**EXERCISES**
• A. Please return the portion of the commit page starting at "-static inline" and ending at "loc_mode mode)", copied word for word.
• B. Decide whether each statement agrees with the commit page, answering yes or no and quoting the words of the page that settle it: (i) Kevin Tian reviewed the commit. (ii) Jason Gunthorpe is listed as the committer. (iii) The iommu_pages API maps the start and stop of incoherence to dma_map/unmap_single() or to arch cache flushing calls.
• C. According to the commit page, which two values make up the new alloc_mode enum?
[TEXT PASSAGE]
]> Gentwo Git Trees - linux/.git/commitdiff
iommupt: Use the incoherent start/stop functions for PT_FEAT_DMA_INCOHERENT
authorJason Gunthorpe <jgg@nvidia.com>
Thu, 23 Oct 2025 18:22:31 +0000 (15:22 -0300)
committerJoerg Roedel <joerg.roedel@amd.com>
Wed, 5 Nov 2025 08:47:44 +0000 (09:47 +0100)
This is the first step to supporting an incoherent walker, start and stop
the incoherence around the allocation and frees of the page table memory.

The iommu_pages API maps this to dma_map/unmap_single(), or arch cache
flushing calls.

Reviewed-by: Lu Baolu <baolu.lu@linux.intel.com>
Reviewed-by: Kevin Tian <kevin.tian@intel.com>
Signed-off-by: Jason Gunthorpe <jgg@nvidia.com>
Signed-off-by: Joerg Roedel <joerg.roedel@amd.com>
drivers/iommu/generic_pt/iommu_pt.h
drivers/iommu/generic_pt/kunit_iommu.h
drivers/iommu/generic_pt/pt_defs.h
include/linux/generic_pt/common.h
include/linux/generic_pt/iommu.h

index 142001f5aa83fd3cede505223c1a34e422a87ee1..2cad07da995aaabc54c5f2729ffaa6d26fb98dae 100644 (file)
@@ -24,6 +24,10 @@ static void gather_range_pages(struct iommu_iotlb_gather *iotlb_gather,
 {
        struct pt_common *common = common_from_iommu(iommu_table);
 
+       if (pt_feature(common, PT_FEAT_DMA_INCOHERENT))
+               iommu_pages_stop_incoherent_list(free_list,
+                                                iommu_table->iommu_device);
+
        if (pt_feature(common, PT_FEAT_FLUSH_RANGE_NO_GAPS) &&
            iommu_iotlb_gather_is_disjoint(iotlb_gather, iova, len)) {
                iommu_iotlb_sync(&iommu_table->domain, iotlb_gather);
@@ -329,35 +333,55 @@ static int __collect_tables(struct pt_range *range, void *arg,
        return 0;
 }
 
-static inline struct pt_table_p *table_alloc_top(struct pt_common *common,
-                                                uintptr_t top_of_table,
-                                                gfp_t gfp)
+enum alloc_mode {ALLOC_NORMAL, ALLOC_DEFER_COHERENT_FLUSH};
+
+/* Allocate a table, the empty table will be ready to be installed. */
+static inline struct pt_table_p *_table_alloc(struct pt_common *common,
+                                             size_t lg2sz, gfp_t gfp,
+                                             enum alloc_mode mode)
[/TEXT PASSAGE]
[DATA]
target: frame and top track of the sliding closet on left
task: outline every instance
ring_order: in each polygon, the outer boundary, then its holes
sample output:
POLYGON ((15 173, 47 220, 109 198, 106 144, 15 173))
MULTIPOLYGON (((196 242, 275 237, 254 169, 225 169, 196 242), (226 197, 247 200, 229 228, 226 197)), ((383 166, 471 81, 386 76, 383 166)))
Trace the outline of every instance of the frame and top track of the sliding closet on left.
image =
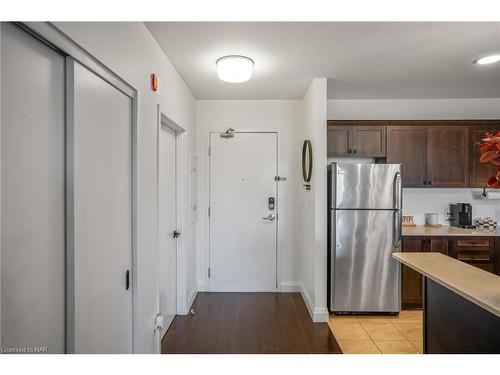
[/DATA]
**SOLUTION SET**
• A.
-static inline struct pt_table_p *table_alloc_top(struct pt_common *common,
-                                                uintptr_t top_of_table,
-                                                gfp_t gfp)
+enum alloc_mode {ALLOC_NORMAL, ALLOC_DEFER_COHERENT_FLUSH};
+
+/* Allocate a table, the empty table will be ready to be installed. */
+static inline struct pt_table_p *_table_alloc(struct pt_common *common,
+                                             size_t lg2sz, gfp_t gfp,
+                                             enum alloc_mode mode)

• B.
(i) Yes: "Reviewed-by: Kevin Tian <kevin.tian@intel.com>"
(ii) No: "committerJoerg Roedel <joerg.roedel@amd.com>"
(iii) Yes: "The iommu_pages API maps this to dma_map/unmap_single(), or arch cache flushing calls."

• C. ALLOC_NORMAL and ALLOC_DEFER_COHERENT_FLUSH.